[START]

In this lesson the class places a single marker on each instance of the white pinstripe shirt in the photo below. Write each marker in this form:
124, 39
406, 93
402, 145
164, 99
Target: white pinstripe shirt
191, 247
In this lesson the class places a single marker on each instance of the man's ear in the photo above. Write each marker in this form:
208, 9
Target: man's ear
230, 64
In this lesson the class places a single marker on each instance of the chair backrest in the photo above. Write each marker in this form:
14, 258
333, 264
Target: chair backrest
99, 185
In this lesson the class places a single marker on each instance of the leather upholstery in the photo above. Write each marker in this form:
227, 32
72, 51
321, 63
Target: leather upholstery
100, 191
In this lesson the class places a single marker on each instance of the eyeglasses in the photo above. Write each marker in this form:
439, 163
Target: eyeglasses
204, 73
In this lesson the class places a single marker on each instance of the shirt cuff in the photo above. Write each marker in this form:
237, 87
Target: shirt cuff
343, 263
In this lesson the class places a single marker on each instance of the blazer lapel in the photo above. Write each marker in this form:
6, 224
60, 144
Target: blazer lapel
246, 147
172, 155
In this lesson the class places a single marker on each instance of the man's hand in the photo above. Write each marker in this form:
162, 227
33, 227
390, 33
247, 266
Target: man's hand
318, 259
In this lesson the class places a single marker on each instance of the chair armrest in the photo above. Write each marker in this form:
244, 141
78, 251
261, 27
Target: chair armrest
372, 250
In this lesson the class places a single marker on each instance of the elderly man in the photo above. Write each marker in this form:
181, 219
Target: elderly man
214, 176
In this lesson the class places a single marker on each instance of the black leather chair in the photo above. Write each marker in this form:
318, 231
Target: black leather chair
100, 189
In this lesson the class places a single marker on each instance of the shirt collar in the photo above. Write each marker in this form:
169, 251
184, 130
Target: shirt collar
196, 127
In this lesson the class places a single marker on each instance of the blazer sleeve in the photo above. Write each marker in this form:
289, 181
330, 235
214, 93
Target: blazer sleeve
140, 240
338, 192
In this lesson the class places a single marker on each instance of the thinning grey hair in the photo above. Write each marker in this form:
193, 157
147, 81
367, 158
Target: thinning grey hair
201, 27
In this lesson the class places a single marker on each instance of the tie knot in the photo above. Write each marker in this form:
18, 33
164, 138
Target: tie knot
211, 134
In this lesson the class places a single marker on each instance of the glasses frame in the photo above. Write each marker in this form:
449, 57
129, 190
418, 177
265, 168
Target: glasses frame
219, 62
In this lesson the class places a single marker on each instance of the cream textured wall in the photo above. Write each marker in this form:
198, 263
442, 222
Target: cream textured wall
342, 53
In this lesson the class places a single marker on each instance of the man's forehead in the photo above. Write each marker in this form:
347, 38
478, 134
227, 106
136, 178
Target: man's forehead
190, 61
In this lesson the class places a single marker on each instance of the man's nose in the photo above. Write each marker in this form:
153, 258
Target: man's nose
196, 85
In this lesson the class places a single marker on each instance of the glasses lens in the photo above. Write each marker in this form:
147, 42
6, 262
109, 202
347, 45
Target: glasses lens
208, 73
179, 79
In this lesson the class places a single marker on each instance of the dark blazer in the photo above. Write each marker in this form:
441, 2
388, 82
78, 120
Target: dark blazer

[END]

#### Your objective:
Format every line of the items above as a Markdown table with the columns Row and Item line. Number each row and leave out blank lines.

#### Answer to the exercise:
| Row | Item line |
|---|---|
| 1 | In this lesson the class places a single marker on each instance of the white pinstripe shirt in the photo below. Write each marker in this form: |
| 2 | 124, 39 |
| 3 | 406, 93 |
| 4 | 402, 145 |
| 5 | 164, 99 |
| 6 | Target: white pinstripe shirt |
| 7 | 191, 247 |
| 8 | In this lesson the class places a single marker on each instance of the man's ear in the photo above. Write each marker in this form: |
| 9 | 208, 9 |
| 10 | Target: man's ear |
| 11 | 230, 64 |
| 12 | In this lesson the class places a single marker on each instance of the chair backrest in the photo above. Write each marker in this form: |
| 13 | 14, 258 |
| 14 | 333, 264 |
| 15 | Target: chair backrest |
| 16 | 99, 185 |
| 17 | In this lesson the class places a single marker on each instance of the leather upholstery in the photo above. Write each marker in this form: |
| 18 | 227, 32 |
| 19 | 72, 51 |
| 20 | 321, 63 |
| 21 | Target: leather upholstery |
| 22 | 100, 191 |
| 23 | In this lesson the class places a single marker on each instance of the eyeglasses in the photo above. Write each marker in this form: |
| 24 | 439, 163 |
| 25 | Target: eyeglasses |
| 26 | 204, 73 |
| 27 | In this lesson the class places a single marker on each instance of the shirt cuff in the photo above. Write each marker in this form: |
| 28 | 237, 87 |
| 29 | Target: shirt cuff |
| 30 | 343, 263 |
| 31 | In this lesson the class places a single marker on each instance of the blazer lapel in the photo above. Write each marker in this form: |
| 32 | 6, 224 |
| 33 | 60, 144 |
| 34 | Target: blazer lapel |
| 35 | 246, 147 |
| 36 | 172, 155 |
| 37 | In this lesson the class places a single marker on each instance of the man's hand in the photo above. Write each marker in this form: |
| 38 | 162, 227 |
| 39 | 33, 227 |
| 40 | 390, 33 |
| 41 | 247, 266 |
| 42 | Target: man's hand |
| 43 | 318, 259 |
| 44 | In this lesson the class places a single marker on each instance of the chair armrest in the photo above. Write each marker in this form: |
| 45 | 244, 141 |
| 46 | 78, 251 |
| 47 | 261, 27 |
| 48 | Target: chair armrest |
| 49 | 372, 250 |
| 50 | In this lesson the class places a single marker on each instance of the elderly man in the photo above. Write each marker in this form: |
| 51 | 181, 219 |
| 52 | Target: elderly man |
| 53 | 214, 176 |
| 54 | In this lesson the class places a single marker on each instance of the black leather chair in the photo above. Write each marker in this form: |
| 55 | 318, 231 |
| 56 | Target: black leather chair |
| 57 | 100, 189 |
| 58 | In this lesson the class places a single marker on each instance of the shirt collar in the photo above. Write each marker in this form: |
| 59 | 169, 251 |
| 60 | 184, 130 |
| 61 | Target: shirt collar |
| 62 | 196, 127 |
| 63 | In this lesson the class places a single marker on each instance of the blazer sleeve in the photo above. Write each marker in this form: |
| 64 | 289, 181 |
| 65 | 330, 235 |
| 66 | 214, 93 |
| 67 | Target: blazer sleeve |
| 68 | 140, 240 |
| 69 | 338, 192 |
| 70 | In this lesson the class places a single marker on each instance of the thinning grey hair in the photo above. Write each marker in this form: |
| 71 | 193, 157 |
| 72 | 147, 81 |
| 73 | 367, 158 |
| 74 | Target: thinning grey hair |
| 75 | 201, 27 |
| 76 | In this lesson the class places a single marker on each instance of the tie knot in the photo above. Write each marker in this form: |
| 77 | 18, 33 |
| 78 | 164, 138 |
| 79 | Target: tie knot |
| 80 | 211, 134 |
| 81 | In this lesson the class places a single marker on each instance of the glasses frame in the photo above. Write each marker in this form: |
| 82 | 449, 57 |
| 83 | 129, 190 |
| 84 | 418, 177 |
| 85 | 265, 168 |
| 86 | Target: glasses frame |
| 87 | 219, 62 |
| 88 | In this lesson the class places a single marker on each instance of the cream textured wall in the photo above. Write each marker in this form: |
| 89 | 198, 263 |
| 90 | 442, 222 |
| 91 | Target: cream textured wall |
| 92 | 342, 53 |
| 93 | In this lesson the class places a single marker on each instance of the man's forehead in the photo above. Write each marker in this form: |
| 94 | 347, 38 |
| 95 | 478, 134 |
| 96 | 227, 106 |
| 97 | 136, 178 |
| 98 | Target: man's forehead |
| 99 | 190, 61 |
| 100 | In this lesson the class places a single marker on each instance of the man's nose in the photo above. Write each marker in this form: |
| 101 | 153, 258 |
| 102 | Target: man's nose |
| 103 | 196, 85 |
| 104 | In this lesson the class places a single marker on each instance of the glasses lens in the photo above. Write each marker in this form: |
| 105 | 147, 42 |
| 106 | 6, 262 |
| 107 | 109, 202 |
| 108 | 347, 45 |
| 109 | Target: glasses lens |
| 110 | 208, 73 |
| 111 | 179, 79 |
| 112 | In this lesson the class places a single marker on each instance of the dark blazer in the photo above. Write each marker in this form: |
| 113 | 441, 2 |
| 114 | 388, 82 |
| 115 | 78, 120 |
| 116 | Target: dark blazer |